▸ **DATA SUPPLIED**:

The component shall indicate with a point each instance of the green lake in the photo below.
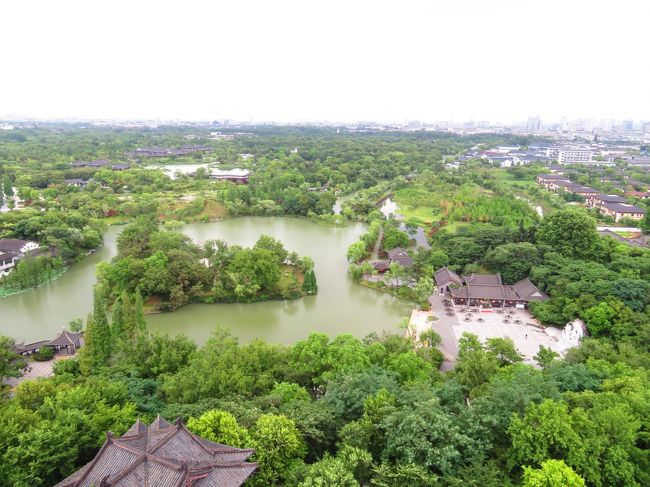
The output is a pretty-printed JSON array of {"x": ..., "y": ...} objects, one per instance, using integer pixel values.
[{"x": 340, "y": 306}]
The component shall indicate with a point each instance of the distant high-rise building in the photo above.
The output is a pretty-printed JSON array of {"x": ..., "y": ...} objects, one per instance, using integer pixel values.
[{"x": 533, "y": 124}]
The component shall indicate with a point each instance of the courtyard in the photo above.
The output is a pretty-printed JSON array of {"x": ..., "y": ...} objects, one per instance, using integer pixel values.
[{"x": 519, "y": 325}]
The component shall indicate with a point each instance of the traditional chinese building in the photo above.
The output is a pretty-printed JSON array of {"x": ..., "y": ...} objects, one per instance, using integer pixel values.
[{"x": 163, "y": 455}]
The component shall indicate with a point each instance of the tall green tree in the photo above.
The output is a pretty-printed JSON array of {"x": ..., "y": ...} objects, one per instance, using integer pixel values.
[
  {"x": 278, "y": 445},
  {"x": 553, "y": 473},
  {"x": 219, "y": 426},
  {"x": 11, "y": 364},
  {"x": 569, "y": 231}
]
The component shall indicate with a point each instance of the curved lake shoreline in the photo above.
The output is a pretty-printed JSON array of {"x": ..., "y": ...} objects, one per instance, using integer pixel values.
[{"x": 340, "y": 306}]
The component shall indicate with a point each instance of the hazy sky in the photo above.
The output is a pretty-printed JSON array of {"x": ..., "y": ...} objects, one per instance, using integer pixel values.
[{"x": 325, "y": 60}]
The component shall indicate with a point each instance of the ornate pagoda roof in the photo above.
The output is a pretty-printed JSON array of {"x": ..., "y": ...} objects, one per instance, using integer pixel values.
[{"x": 163, "y": 454}]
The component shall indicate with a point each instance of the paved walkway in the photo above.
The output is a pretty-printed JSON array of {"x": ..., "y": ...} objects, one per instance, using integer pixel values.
[
  {"x": 36, "y": 370},
  {"x": 443, "y": 326}
]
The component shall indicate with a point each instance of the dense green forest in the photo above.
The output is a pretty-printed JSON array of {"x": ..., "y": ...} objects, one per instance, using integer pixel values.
[
  {"x": 167, "y": 267},
  {"x": 342, "y": 411},
  {"x": 335, "y": 411}
]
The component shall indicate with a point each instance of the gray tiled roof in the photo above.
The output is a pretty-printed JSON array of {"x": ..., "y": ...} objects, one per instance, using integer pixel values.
[{"x": 163, "y": 454}]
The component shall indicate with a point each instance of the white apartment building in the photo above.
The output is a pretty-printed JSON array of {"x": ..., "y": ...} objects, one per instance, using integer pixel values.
[{"x": 570, "y": 155}]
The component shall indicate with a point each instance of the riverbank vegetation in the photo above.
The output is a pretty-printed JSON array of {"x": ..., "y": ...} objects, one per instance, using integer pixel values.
[
  {"x": 63, "y": 237},
  {"x": 337, "y": 411},
  {"x": 341, "y": 411},
  {"x": 166, "y": 267},
  {"x": 30, "y": 273}
]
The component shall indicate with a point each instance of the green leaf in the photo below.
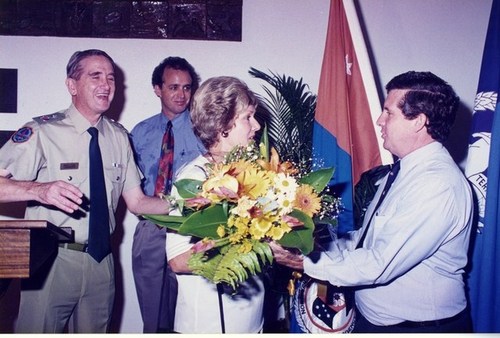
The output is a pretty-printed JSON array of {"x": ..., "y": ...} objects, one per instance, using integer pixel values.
[
  {"x": 318, "y": 179},
  {"x": 302, "y": 238},
  {"x": 264, "y": 144},
  {"x": 188, "y": 188},
  {"x": 171, "y": 222},
  {"x": 204, "y": 223}
]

▸ **AIM OF THE TASK**:
Rewrite all of the entries above as a Markdown table with two columns, Row and Line: number each line in the Row column and put its text in the Line column. Leave out blank lines and the pictures.

▸ **TASK RESPONSE**:
| Row | Line |
|---|---|
| 1 | The component shall indicate with a point each instance of the green lake in the photo below. |
| 2 | The output is a pretty-printed JSON array of {"x": ..., "y": ...} objects, one per instance, using integer pixel values. |
| 3 | [{"x": 340, "y": 306}] |
| 4 | The component shall indicate with a point each instance of the distant high-rise building in the photo above. |
| 5 | The output is a pretty-printed JSON array of {"x": ..., "y": ...} objects, one per instance, using integer pixel values. |
| 6 | [{"x": 533, "y": 124}] |
| 7 | The component shall indicate with a point each instance of the courtyard in the photo above. |
| 8 | The output is a pretty-printed JSON array of {"x": ..., "y": ...} objects, one per instance, using integer pixel values. |
| 9 | [{"x": 519, "y": 325}] |
| 10 | The component shall indicate with a point each instance of the traditional chinese building in the photo above. |
| 11 | The output is a pretty-printed JSON array of {"x": ..., "y": ...} objects, one per instance, using integer pixel values. |
| 12 | [{"x": 163, "y": 455}] |
| 13 | The component shall indicate with a point each instance of the tall green tree in the photo above. |
| 14 | The output is a pretty-printed JSON array of {"x": ..., "y": ...} objects, one per instance, using integer pixel values. |
| 15 | [ |
| 16 |   {"x": 278, "y": 445}, |
| 17 |   {"x": 553, "y": 473}, |
| 18 |   {"x": 219, "y": 426}, |
| 19 |   {"x": 11, "y": 364}, |
| 20 |   {"x": 569, "y": 231} |
| 21 | ] |
| 22 | The component shall indicate with a point each instance of the curved lake shoreline in the photo above. |
| 23 | The output is a pretty-printed JSON array of {"x": ..., "y": ...} objects, one per instance, using integer pixel values. |
| 24 | [{"x": 340, "y": 306}] |
| 25 | The component shall indicate with a point each instance of the hazy sky in the photo above. |
| 26 | The output is a pretty-printed JSON array of {"x": ..., "y": ...} objects, one per instance, using integer pixel values. |
| 27 | [{"x": 325, "y": 60}] |
| 28 | The component shall indicate with a point each instance of the ornate pagoda roof in the photo above. |
| 29 | The output is a pretty-printed JSON array of {"x": ..., "y": ...} objects, one per instance, using integer pixel values. |
| 30 | [{"x": 163, "y": 454}] |
| 31 | The component shall indicate with a point each instance of the paved walkway in the photo above. |
| 32 | The output is a pretty-printed JSON array of {"x": ..., "y": ...} objects, one per instance, using integer pixel values. |
| 33 | [ |
| 34 |   {"x": 36, "y": 370}, |
| 35 |   {"x": 443, "y": 326} |
| 36 | ] |
| 37 | The component shall indicate with a point each instance of the dense green forest in the photo above. |
| 38 | The output is a pretty-printed JSON array of {"x": ..., "y": ...} objects, one per instance, using integer pixel values. |
| 39 | [ |
| 40 |   {"x": 167, "y": 267}, |
| 41 |   {"x": 342, "y": 411}, |
| 42 |   {"x": 335, "y": 411} |
| 43 | ] |
| 44 | The component shall indicate with a point each instance of the gray tiled roof in the photo above. |
| 45 | The output is a pretty-printed JSON array of {"x": ..., "y": ...} objects, one per instance, using integer pixel values. |
| 46 | [{"x": 163, "y": 454}] |
| 47 | The component shall indicate with a point each instance of the white apartment building in the photo above. |
| 48 | The output is a pretty-printed JSON array of {"x": ..., "y": ...} objects, one per instance, using integer pixel values. |
| 49 | [{"x": 570, "y": 155}] |
| 50 | The component shall indicate with a point each instance of the riverbank vegetation in the photo above. |
| 51 | The output is a pretty-printed JSON array of {"x": ..., "y": ...} objects, one per instance, using integer pixel values. |
| 52 | [ |
| 53 |   {"x": 63, "y": 237}, |
| 54 |   {"x": 337, "y": 411}, |
| 55 |   {"x": 341, "y": 411}, |
| 56 |   {"x": 166, "y": 267}, |
| 57 |   {"x": 30, "y": 273} |
| 58 | ] |
| 59 | The component shall indicate with a point each instance of the green leaf in the photo below. |
| 60 | The output is a pretty-printed JSON array of {"x": ..., "y": ...} objects, one per instance, using integer pixel values. |
| 61 | [ |
| 62 |   {"x": 318, "y": 179}, |
| 63 |   {"x": 302, "y": 238}, |
| 64 |   {"x": 264, "y": 144}, |
| 65 |   {"x": 188, "y": 188}, |
| 66 |   {"x": 171, "y": 222}, |
| 67 |   {"x": 204, "y": 223} |
| 68 | ] |